→ **Exercise goal**:
Copy out each line below exactly as it appears.

── Records supplied

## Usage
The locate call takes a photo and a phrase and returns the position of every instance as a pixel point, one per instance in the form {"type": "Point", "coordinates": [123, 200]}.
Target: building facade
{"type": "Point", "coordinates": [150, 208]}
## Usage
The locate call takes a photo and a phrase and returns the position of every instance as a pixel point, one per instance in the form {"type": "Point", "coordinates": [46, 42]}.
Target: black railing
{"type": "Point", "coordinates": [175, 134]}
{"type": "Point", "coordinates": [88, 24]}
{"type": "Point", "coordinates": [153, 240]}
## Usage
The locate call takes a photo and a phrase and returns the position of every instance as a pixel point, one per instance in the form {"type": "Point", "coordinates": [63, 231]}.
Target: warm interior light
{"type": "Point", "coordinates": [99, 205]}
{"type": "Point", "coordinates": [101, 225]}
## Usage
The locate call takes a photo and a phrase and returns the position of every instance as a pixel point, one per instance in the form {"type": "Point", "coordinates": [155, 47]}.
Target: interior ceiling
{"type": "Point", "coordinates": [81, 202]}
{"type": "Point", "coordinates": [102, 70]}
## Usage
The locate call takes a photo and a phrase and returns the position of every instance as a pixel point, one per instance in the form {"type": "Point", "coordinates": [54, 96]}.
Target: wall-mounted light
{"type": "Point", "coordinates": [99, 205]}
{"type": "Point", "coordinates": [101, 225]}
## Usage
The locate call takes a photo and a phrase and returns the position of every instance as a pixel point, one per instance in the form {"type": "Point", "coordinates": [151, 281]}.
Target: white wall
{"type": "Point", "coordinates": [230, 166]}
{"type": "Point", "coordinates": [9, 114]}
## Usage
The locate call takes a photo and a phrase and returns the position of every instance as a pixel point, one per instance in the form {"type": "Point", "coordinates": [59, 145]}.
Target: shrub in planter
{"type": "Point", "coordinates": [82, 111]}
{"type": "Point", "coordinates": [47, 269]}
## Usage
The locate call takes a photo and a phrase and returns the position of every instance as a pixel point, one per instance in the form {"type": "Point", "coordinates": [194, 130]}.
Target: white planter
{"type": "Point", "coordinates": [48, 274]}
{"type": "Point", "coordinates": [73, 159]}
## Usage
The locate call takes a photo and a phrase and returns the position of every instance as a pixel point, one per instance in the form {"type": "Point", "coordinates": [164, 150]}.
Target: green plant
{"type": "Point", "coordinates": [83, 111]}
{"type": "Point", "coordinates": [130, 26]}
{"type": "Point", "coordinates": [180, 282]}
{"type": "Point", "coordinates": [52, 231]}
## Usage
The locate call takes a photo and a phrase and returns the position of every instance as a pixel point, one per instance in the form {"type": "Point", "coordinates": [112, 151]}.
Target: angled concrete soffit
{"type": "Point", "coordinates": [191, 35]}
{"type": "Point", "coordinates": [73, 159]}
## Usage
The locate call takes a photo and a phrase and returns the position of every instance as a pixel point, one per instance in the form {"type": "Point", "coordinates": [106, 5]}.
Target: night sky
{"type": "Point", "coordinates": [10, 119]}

────

→ **Answer section**:
## Usage
The locate call takes a photo and a phrase and returns the position of every instance as a pixel point, one per instance in the form {"type": "Point", "coordinates": [123, 200]}.
Target: building facade
{"type": "Point", "coordinates": [150, 208]}
## Usage
The locate call takes a photo and a phrase and returns the position of every instance as a pixel point, one per instance in the form {"type": "Point", "coordinates": [46, 42]}.
Target: black railing
{"type": "Point", "coordinates": [175, 134]}
{"type": "Point", "coordinates": [88, 24]}
{"type": "Point", "coordinates": [153, 240]}
## Usage
The locate call takes a photo and a phrase and returns the position of every instance as a pixel point, one per instance in the form {"type": "Point", "coordinates": [63, 231]}.
Target: warm interior light
{"type": "Point", "coordinates": [99, 205]}
{"type": "Point", "coordinates": [101, 225]}
## Usage
The locate call takes a photo and a phrase and returns the position of every instance as a pixel point, one per instance in the form {"type": "Point", "coordinates": [155, 47]}.
Target: interior ceiling
{"type": "Point", "coordinates": [81, 202]}
{"type": "Point", "coordinates": [102, 70]}
## Usage
The locate call takes a photo and a phrase and returns the position of every instance as a pixel point, one per instance in the form {"type": "Point", "coordinates": [54, 96]}.
Target: wall-mounted light
{"type": "Point", "coordinates": [99, 205]}
{"type": "Point", "coordinates": [101, 225]}
## Usage
The locate call takes a photo and a phrase and returns the position of every instance as a pixel point, one per instance in the form {"type": "Point", "coordinates": [151, 281]}.
Target: white wall
{"type": "Point", "coordinates": [230, 166]}
{"type": "Point", "coordinates": [9, 114]}
## Usage
The locate call takes a photo and a phrase and returns the position of every instance as a pixel point, one per instance in the form {"type": "Point", "coordinates": [59, 145]}.
Target: shrub in planter
{"type": "Point", "coordinates": [82, 111]}
{"type": "Point", "coordinates": [47, 269]}
## Usage
The locate call takes a photo and a phrase and returns the position of every instance as a pixel point, one per instance in the form {"type": "Point", "coordinates": [194, 130]}.
Target: white planter
{"type": "Point", "coordinates": [48, 274]}
{"type": "Point", "coordinates": [73, 159]}
## Usage
The locate call takes a photo and a phrase and returns the position of every instance as a pixel point, one per instance in the form {"type": "Point", "coordinates": [164, 150]}.
Target: green plant
{"type": "Point", "coordinates": [83, 111]}
{"type": "Point", "coordinates": [130, 26]}
{"type": "Point", "coordinates": [180, 282]}
{"type": "Point", "coordinates": [52, 231]}
## Usage
The locate call takes a photo and a phrase and returns the position of every instance as a pixel point, one per instance in the form {"type": "Point", "coordinates": [112, 151]}.
Target: angled concrete soffit
{"type": "Point", "coordinates": [191, 35]}
{"type": "Point", "coordinates": [73, 159]}
## Usage
The locate call takes a photo and a phrase and returns the position of every instance as a pixel point, one per instance in the form {"type": "Point", "coordinates": [106, 5]}.
Target: night sky
{"type": "Point", "coordinates": [10, 119]}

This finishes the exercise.